EXERCISE PASSAGE =
※ ※ ※
# Hackathon 2: Finetuning DistillBERT

In this notebook we will fine-tune DistillBERT, a transformer based on BERT Googles model to create a toxicity model

You can run this lab both locally or in Colab.

- To run in Colab just go to `https://colab.research.google.com`, sign-in and you upload this notebook. Colab has GPU access for free.
- To run locally just run `jupyter notebook` and access the notebook in this lab. You would need to first install the requirements in `requirements.txt`

You can use any architecture you want! Good luck!

In [None]:
!nvidia-smi

In [None]:
!pip install textblob 'keras-nlp' 'keras-preprocessing' 'gensim==4.2.0' np_utils

In [None]:
import multiprocessing
import os
import random
import warnings

import keras.backend as K
import nltk
import numpy as np
import tensorflow as tf
from textblob import TextBlob

TRACE = False
embedding_dim = 100
rnn_units = 128
epochs=100
buffer_size = 256
max_len = 50
# Batch size
batch_size = 256
min_count_words = 3
BATCH = True

def set_seeds_and_trace():
  os.environ['PYTHONHASHSEED'] = '0'
  np.random.seed(42)
  tf.random.set_seed(42)
  random.seed(42)
  if TRACE:
    tf.debugging.set_log_device_placement(True)

def set_session_with_gpus_and_cores():
  cores = multiprocessing.cpu_count()
  gpus = len(tf.config.list_physical_devices('GPU'))
  config = tf.compat.v1.ConfigProto( device_count = {'GPU': gpus  , 'CPU': cores} , intra_op_parallelism_threads=1, inter_op_parallelism_threads=1)
  sess = tf.compat.v1.Session(config=config)
  tf.compat.v1.keras.backend.set_session(sess)

set_seeds_and_trace()
set_session_with_gpus_and_cores()
warnings.filterwarnings('ignore')
nltk.download('punkt')
tokenizer = lambda x: TextBlob(x).words


In [None]:
%%writefile get_data.sh
if [ ! -f toxic_comments.csv ]; then
  wget -O toxic_comments.csv https://www.dropbox.com/s/qecfi95tirln8sh/toxic_comments.csv?dl=0
fi


In [None]:
!bash get_data.sh
※ ※ ※
EXERCISES =
**a)** According to the hackathon notebook, what does Colab provide for free?
**b)** Can you sum up the hackathon notebook in two sentences?
**c)** Does each statement agree with the hackathon notebook? Answer yes or no, and quote the deciding words. (i) Running the notebook locally requires first installing the requirements in requirements.txt. (ii) The batch size is set to 128. (iii) The NumPy random seed is set to 42.
※ ※ ※
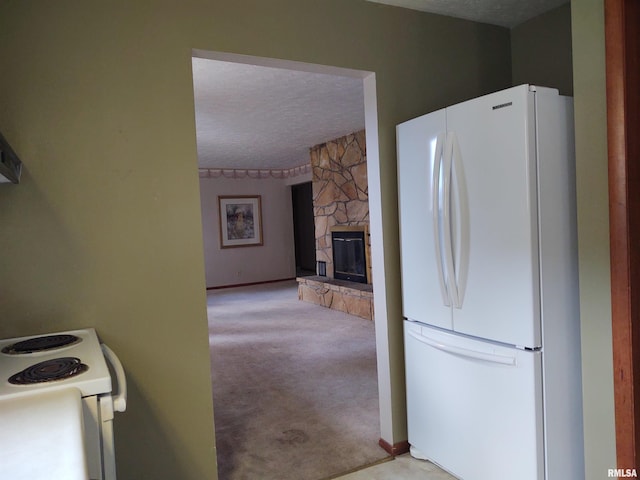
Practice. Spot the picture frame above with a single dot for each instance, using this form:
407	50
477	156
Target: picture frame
240	220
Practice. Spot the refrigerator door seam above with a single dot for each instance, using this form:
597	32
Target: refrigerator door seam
446	219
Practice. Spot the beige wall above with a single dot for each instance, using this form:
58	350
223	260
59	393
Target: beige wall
274	259
541	51
587	18
105	229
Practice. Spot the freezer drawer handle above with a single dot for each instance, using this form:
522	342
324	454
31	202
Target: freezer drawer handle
465	352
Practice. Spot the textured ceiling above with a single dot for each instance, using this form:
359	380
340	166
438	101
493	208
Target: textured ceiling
250	116
505	13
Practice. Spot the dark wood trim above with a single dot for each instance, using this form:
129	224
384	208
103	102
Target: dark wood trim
622	34
396	448
251	283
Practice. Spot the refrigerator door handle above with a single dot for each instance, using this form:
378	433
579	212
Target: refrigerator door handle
446	219
461	259
465	352
435	184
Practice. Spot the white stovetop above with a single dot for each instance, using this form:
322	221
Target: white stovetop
41	436
96	380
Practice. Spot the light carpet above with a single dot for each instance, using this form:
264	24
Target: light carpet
294	386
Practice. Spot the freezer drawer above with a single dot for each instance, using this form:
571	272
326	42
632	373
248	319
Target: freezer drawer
474	408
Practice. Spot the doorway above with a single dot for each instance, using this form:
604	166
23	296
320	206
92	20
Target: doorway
303	228
389	392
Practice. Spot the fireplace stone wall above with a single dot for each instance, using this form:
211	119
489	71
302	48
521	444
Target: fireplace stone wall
340	201
340	191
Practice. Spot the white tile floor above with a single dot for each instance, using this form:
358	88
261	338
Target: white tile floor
403	467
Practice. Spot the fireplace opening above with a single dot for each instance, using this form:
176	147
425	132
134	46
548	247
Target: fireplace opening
349	256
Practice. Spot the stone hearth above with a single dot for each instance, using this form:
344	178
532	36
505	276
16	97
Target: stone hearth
349	297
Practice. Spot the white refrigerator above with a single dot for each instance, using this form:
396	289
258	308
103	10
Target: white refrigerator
490	287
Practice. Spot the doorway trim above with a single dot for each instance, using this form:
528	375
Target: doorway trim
622	41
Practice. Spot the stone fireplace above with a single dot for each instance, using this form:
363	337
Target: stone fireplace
350	248
341	210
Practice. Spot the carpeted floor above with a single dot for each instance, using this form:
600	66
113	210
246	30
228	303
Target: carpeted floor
294	386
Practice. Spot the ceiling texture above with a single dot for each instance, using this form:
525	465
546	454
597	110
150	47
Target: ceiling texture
256	117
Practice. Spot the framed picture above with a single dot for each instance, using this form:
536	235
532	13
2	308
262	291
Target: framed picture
240	221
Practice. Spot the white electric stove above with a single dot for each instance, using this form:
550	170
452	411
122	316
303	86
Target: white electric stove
44	378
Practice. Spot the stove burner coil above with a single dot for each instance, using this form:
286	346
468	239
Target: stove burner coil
49	371
40	344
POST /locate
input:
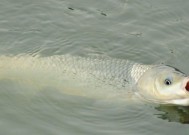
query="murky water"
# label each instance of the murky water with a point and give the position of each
(147, 31)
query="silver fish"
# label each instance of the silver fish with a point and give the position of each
(99, 77)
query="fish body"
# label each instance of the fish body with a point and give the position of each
(98, 77)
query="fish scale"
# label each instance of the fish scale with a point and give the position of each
(96, 70)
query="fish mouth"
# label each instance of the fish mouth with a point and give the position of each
(182, 101)
(187, 86)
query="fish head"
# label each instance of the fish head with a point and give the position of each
(166, 85)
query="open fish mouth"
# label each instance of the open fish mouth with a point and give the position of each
(182, 101)
(187, 86)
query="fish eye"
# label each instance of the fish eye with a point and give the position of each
(167, 82)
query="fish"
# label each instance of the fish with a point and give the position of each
(99, 77)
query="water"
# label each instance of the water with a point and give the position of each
(147, 31)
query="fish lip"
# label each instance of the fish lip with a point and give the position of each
(185, 84)
(181, 101)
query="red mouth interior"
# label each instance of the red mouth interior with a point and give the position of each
(187, 86)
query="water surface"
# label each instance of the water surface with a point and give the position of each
(146, 31)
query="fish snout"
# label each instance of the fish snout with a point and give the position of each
(187, 85)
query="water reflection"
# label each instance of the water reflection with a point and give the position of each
(174, 113)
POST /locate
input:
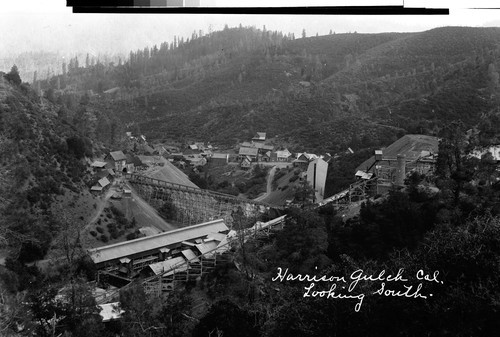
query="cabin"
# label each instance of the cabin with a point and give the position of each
(259, 137)
(419, 153)
(246, 163)
(219, 159)
(283, 155)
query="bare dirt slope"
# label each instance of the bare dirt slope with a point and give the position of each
(167, 172)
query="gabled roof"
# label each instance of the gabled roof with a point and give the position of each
(220, 156)
(283, 154)
(179, 263)
(110, 311)
(247, 144)
(118, 155)
(189, 255)
(103, 182)
(248, 151)
(411, 146)
(263, 146)
(128, 248)
(99, 164)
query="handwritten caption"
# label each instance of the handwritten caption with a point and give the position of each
(389, 285)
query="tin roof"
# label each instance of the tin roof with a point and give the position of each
(128, 248)
(118, 155)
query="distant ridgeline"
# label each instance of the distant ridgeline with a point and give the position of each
(353, 90)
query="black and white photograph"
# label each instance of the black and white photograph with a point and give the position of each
(215, 168)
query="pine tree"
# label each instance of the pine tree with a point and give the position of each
(13, 76)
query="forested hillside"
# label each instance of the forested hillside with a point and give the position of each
(42, 161)
(319, 93)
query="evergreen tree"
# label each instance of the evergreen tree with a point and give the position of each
(13, 76)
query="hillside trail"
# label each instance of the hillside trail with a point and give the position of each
(270, 178)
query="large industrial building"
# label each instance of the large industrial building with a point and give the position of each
(411, 153)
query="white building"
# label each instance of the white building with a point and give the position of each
(316, 177)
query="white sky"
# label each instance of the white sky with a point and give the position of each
(49, 25)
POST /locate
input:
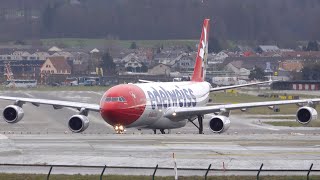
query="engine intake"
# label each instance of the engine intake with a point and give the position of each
(78, 123)
(219, 124)
(306, 114)
(12, 114)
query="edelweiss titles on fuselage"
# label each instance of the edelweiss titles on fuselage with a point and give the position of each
(179, 97)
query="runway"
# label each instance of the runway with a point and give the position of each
(42, 137)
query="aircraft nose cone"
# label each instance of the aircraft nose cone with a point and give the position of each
(123, 105)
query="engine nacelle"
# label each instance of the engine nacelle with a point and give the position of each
(78, 123)
(12, 114)
(306, 114)
(219, 124)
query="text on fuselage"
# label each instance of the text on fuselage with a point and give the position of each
(161, 98)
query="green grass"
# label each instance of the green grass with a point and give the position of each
(274, 117)
(243, 98)
(82, 42)
(60, 88)
(120, 177)
(293, 123)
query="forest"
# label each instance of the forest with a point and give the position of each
(263, 21)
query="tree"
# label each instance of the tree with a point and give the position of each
(108, 65)
(312, 46)
(311, 71)
(257, 73)
(144, 68)
(214, 45)
(133, 45)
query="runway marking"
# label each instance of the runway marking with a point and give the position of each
(263, 127)
(93, 92)
(28, 94)
(3, 136)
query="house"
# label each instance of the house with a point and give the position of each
(237, 68)
(65, 54)
(291, 65)
(159, 69)
(54, 70)
(133, 65)
(56, 65)
(54, 49)
(267, 49)
(184, 62)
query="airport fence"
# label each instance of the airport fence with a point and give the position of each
(152, 171)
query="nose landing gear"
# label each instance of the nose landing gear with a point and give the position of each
(119, 129)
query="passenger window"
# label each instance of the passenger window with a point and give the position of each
(122, 99)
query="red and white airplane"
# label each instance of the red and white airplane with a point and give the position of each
(160, 105)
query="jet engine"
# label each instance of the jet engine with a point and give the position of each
(219, 124)
(78, 123)
(306, 114)
(12, 114)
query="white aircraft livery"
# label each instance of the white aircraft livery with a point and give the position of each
(160, 105)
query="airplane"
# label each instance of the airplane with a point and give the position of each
(161, 105)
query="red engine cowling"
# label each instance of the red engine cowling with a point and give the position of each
(12, 114)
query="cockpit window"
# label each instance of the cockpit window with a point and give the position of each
(115, 99)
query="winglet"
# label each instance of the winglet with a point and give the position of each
(201, 60)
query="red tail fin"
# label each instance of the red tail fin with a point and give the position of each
(201, 60)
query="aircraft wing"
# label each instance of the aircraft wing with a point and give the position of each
(238, 86)
(55, 103)
(187, 112)
(145, 81)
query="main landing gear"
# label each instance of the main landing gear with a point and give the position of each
(200, 121)
(161, 130)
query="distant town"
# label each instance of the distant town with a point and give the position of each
(75, 66)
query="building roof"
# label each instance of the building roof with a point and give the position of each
(54, 49)
(60, 63)
(95, 50)
(269, 48)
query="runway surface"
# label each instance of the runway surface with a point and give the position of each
(42, 137)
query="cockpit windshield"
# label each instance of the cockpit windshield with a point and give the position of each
(115, 99)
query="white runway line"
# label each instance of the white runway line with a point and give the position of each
(98, 93)
(264, 127)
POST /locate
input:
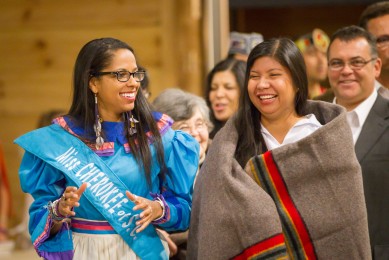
※ ※ ※
ANSWERS TO THE EXERCISE =
**a)** GPU access.

**b)** The hackathon notebook fine-tunes DistillBERT, a transformer based on Google's BERT model, to create a toxicity model, and it can be run either locally or in Colab. Its code sets hyperparameters and random seeds, configures a session with the available GPUs and CPU cores, and writes a script that downloads toxic_comments.csv.

**c)**
(i) Yes: "You would need to first install the requirements in `requirements.txt`"
(ii) No: "batch_size = 256"
(iii) Yes: "np.random.seed(42)"